(GIVEN DATA)

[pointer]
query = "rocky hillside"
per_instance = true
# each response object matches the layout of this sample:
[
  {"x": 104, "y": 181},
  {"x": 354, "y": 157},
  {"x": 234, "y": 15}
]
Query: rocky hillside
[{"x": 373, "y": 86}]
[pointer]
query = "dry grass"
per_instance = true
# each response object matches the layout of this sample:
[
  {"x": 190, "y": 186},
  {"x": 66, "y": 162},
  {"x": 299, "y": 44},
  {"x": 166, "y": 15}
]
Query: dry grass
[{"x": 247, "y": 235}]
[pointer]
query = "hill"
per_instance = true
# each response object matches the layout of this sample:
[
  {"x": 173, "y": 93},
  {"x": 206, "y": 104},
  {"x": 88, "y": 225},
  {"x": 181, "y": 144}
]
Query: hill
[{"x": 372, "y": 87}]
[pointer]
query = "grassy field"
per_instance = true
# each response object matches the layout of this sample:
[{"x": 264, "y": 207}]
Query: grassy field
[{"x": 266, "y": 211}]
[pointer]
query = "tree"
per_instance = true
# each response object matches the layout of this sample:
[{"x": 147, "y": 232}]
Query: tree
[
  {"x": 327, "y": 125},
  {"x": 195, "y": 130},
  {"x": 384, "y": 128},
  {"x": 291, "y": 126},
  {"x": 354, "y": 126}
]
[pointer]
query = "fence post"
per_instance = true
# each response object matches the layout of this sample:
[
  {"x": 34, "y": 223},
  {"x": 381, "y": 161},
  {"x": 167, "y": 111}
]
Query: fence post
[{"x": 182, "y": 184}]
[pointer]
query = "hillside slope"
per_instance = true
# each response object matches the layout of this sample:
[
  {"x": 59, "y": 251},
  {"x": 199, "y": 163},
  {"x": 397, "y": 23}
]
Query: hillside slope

(End GIVEN DATA)

**HOW TO COMPLETE THIS TASK:**
Word for word, write out each of the records above.

**SOLUTION TO THE PROBLEM:**
[pointer]
query = "rocky hillside"
per_instance = true
# each response object matches the layout of this sample:
[
  {"x": 104, "y": 181},
  {"x": 354, "y": 157},
  {"x": 234, "y": 15}
]
Query: rocky hillside
[{"x": 373, "y": 86}]
[pointer]
query = "dry grass"
per_instance = true
# each response object matches the layout of this sample:
[
  {"x": 190, "y": 186},
  {"x": 66, "y": 162},
  {"x": 299, "y": 44},
  {"x": 166, "y": 15}
]
Query: dry grass
[{"x": 247, "y": 235}]
[pointer]
query = "hill"
per_instance = true
# each response object matches the layout of this sample:
[
  {"x": 173, "y": 93},
  {"x": 206, "y": 104},
  {"x": 88, "y": 225},
  {"x": 181, "y": 144}
]
Query: hill
[{"x": 372, "y": 87}]
[pointer]
query = "grassy field"
per_instance = true
# each response object matches the layout of this sample:
[{"x": 264, "y": 207}]
Query: grassy field
[{"x": 266, "y": 211}]
[pointer]
query = "tree"
per_instance = true
# each response object matches the layout of this sample:
[{"x": 147, "y": 232}]
Query: tree
[
  {"x": 327, "y": 125},
  {"x": 195, "y": 130},
  {"x": 384, "y": 128},
  {"x": 291, "y": 126},
  {"x": 354, "y": 126}
]
[pointer]
query = "fence post"
per_instance = true
# each response object matches the layout of this sample:
[
  {"x": 34, "y": 223},
  {"x": 381, "y": 161},
  {"x": 167, "y": 111}
]
Query: fence post
[{"x": 182, "y": 184}]
[pointer]
query = "hillside slope"
per_instance = true
# each response object matches the layout of this sample:
[
  {"x": 59, "y": 251},
  {"x": 199, "y": 163},
  {"x": 397, "y": 23}
]
Query: hillside slope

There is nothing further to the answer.